▸ Parts of the exercise
1. In the interview with Alleria Stanley, in which South Carolina town was she born and raised?
2. Using the interview with Alleria Stanley, explain why bill H. 4624 is described as a threat to military families.

▸ Document extract
************
A Q&A with Alleria Stanley, South Carolina-born veteran and advocate for trans service members

Alleria Stanley, SPARTA Advocacy Director

It’s the first week of legislative action in 2024, and South Carolina lawmakers are already debating a bill (H. 4624) that would ban medically necessary care for transgender people under age 18. 

This ideologically motivated attack goes against the recommendations of medical professionals and would harm South Carolina children if signed into law. It is also a threat to military families with transgender children who get assigned to one of our state’s military installations. 

Thanks to the patchwork of discriminatory laws against LGBTQ children and adults, this is increasingly becoming a problem for service members and their families. As The Nation reported last year, anti-trans legislation is becoming a national security issue. 

Today on the blog we have a short interview with Alleria Stanley, a South Carolina-born combat veteran who retired after 20 years of service in the U.S. military. Alleria is also a transgender woman and a mother of five, and she serves as advocacy director for SPARTA, a transgender military advocacy organization. 

PAUL: What’s your South Carolina connection? 

ALLERIA: Funny enough, I was born and raised in Bamberg, S.C., and if that town sounds familiar, it’s because Nikki [Haley] is from there. Nikki used to come to my birthday parties. 

No way! Small state. 

We’re not in touch right now. But I remember growing up with her family, shopping at her mom’s store, I remember Ajit, Simi, all of them, the whole family. Nikki and I are similar age, we went to the same school together. She’d probably be very surprised at how I look now.
************
▸ Provided material

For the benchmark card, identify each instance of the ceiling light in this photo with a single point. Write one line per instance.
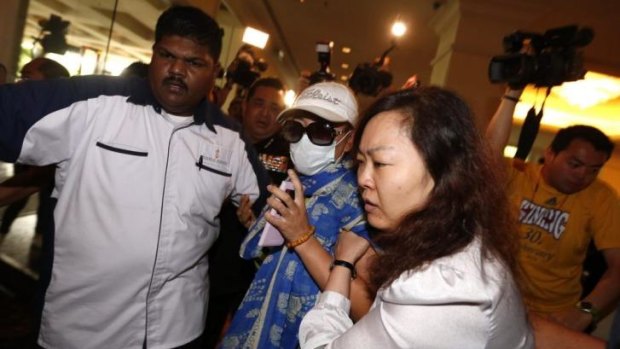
(594, 89)
(398, 28)
(255, 37)
(289, 98)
************
▸ Responses by item number
1. Bamberg, South Carolina.

2. The bill would ban medically necessary care for transgender people under 18 in South Carolina. Military families with transgender children can be assigned to one of the state's military installations, where that ban would affect them.